§ Assignment: Go through the data below and return each line containing the word "pole".

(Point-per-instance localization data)

=-=-=-=-=

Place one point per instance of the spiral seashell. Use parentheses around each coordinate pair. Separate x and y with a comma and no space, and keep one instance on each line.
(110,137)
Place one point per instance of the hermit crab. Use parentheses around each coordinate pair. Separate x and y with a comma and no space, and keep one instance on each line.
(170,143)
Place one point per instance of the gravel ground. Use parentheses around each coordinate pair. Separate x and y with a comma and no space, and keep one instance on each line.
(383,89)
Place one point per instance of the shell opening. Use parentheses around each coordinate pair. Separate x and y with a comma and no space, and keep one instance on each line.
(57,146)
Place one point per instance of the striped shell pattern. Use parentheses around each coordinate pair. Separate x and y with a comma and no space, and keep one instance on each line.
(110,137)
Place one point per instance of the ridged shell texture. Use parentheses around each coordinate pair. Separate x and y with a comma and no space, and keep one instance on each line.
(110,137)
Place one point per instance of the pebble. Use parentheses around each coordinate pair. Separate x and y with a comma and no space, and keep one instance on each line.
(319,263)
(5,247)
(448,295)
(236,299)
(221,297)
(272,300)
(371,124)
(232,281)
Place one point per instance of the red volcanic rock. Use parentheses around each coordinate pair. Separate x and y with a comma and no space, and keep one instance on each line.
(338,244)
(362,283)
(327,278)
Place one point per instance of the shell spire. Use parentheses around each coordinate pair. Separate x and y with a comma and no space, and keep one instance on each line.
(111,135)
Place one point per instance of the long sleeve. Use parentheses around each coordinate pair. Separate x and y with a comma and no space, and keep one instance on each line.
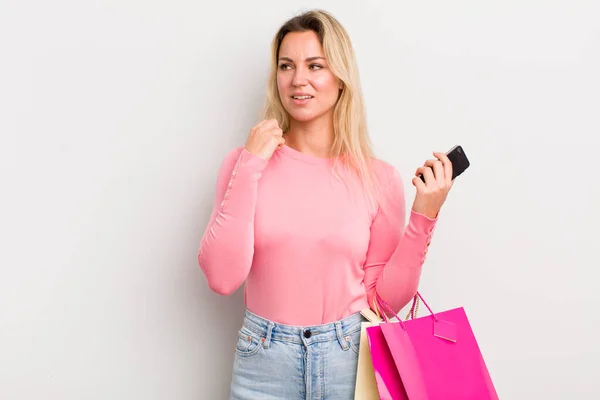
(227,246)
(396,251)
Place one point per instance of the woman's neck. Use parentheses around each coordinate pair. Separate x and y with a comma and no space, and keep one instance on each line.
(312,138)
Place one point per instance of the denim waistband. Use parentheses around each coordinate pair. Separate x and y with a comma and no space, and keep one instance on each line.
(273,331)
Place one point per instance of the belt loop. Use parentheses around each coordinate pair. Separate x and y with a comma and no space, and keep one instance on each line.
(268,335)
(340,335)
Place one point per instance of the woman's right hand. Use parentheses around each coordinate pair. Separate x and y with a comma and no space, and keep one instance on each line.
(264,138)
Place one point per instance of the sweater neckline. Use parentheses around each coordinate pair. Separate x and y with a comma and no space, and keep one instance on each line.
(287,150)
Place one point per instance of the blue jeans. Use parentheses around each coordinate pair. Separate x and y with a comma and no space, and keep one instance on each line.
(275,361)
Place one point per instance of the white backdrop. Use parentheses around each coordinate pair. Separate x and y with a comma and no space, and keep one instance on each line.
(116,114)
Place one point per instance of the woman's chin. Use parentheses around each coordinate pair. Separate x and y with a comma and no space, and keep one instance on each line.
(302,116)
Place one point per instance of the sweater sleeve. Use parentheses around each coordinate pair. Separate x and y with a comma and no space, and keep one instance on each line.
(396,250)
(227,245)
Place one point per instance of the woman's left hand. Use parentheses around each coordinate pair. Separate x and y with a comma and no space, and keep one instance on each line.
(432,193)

=-=-=-=-=

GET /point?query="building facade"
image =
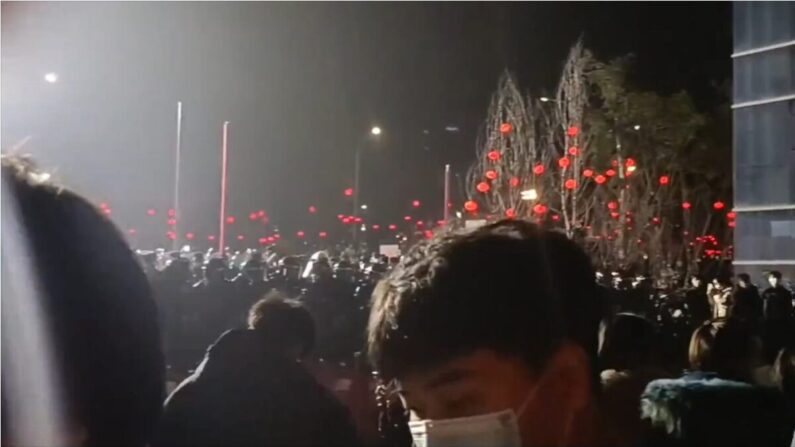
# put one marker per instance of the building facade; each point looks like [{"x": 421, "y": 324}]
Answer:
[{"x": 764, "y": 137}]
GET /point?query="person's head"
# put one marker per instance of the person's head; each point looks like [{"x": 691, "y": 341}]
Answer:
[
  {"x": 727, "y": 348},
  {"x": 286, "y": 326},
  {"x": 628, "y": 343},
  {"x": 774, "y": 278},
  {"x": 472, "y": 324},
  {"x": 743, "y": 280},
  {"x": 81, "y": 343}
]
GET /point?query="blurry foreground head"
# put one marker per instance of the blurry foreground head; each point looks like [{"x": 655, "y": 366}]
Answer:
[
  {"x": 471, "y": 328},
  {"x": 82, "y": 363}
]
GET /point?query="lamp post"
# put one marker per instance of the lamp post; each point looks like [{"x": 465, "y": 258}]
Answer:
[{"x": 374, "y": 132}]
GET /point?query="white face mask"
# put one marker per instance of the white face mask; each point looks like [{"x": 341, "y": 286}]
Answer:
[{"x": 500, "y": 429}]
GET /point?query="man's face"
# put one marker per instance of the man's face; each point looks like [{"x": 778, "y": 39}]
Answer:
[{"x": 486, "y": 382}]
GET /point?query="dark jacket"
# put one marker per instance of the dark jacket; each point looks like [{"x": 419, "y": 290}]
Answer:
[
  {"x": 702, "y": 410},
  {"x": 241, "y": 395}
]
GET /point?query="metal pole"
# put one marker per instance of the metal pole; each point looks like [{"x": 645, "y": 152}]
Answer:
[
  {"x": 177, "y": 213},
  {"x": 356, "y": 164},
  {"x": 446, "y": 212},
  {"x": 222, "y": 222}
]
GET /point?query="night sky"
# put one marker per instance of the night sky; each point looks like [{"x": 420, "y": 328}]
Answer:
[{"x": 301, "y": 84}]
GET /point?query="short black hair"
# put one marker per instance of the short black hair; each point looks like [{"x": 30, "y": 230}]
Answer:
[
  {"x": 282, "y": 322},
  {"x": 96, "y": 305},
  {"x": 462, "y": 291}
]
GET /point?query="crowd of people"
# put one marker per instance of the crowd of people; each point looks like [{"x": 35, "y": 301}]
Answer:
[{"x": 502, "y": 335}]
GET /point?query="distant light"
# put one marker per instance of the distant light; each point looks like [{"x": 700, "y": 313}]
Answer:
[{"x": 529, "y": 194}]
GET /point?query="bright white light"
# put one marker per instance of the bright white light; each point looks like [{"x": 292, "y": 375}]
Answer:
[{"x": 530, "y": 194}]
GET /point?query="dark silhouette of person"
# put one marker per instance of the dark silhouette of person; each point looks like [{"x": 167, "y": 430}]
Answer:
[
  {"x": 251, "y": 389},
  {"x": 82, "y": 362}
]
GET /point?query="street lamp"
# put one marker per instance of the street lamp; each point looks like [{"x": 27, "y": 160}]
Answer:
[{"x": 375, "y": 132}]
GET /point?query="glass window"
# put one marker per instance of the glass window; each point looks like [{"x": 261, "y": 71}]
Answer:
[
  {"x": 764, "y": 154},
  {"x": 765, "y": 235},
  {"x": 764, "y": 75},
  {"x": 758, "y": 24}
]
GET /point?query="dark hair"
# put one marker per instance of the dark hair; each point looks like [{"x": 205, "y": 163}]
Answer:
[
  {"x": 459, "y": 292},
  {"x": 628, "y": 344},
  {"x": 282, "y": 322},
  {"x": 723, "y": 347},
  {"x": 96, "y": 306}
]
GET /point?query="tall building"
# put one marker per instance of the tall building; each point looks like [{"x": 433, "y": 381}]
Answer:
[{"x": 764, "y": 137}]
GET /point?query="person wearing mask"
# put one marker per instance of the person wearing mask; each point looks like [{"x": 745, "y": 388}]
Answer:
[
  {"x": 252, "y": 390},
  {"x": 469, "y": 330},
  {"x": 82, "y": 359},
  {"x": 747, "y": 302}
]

=-=-=-=-=

§ Completed exercise:
GET /point?query="metal pole"
# put one marker per instance of the metal pole; each point looks like [{"x": 645, "y": 152}]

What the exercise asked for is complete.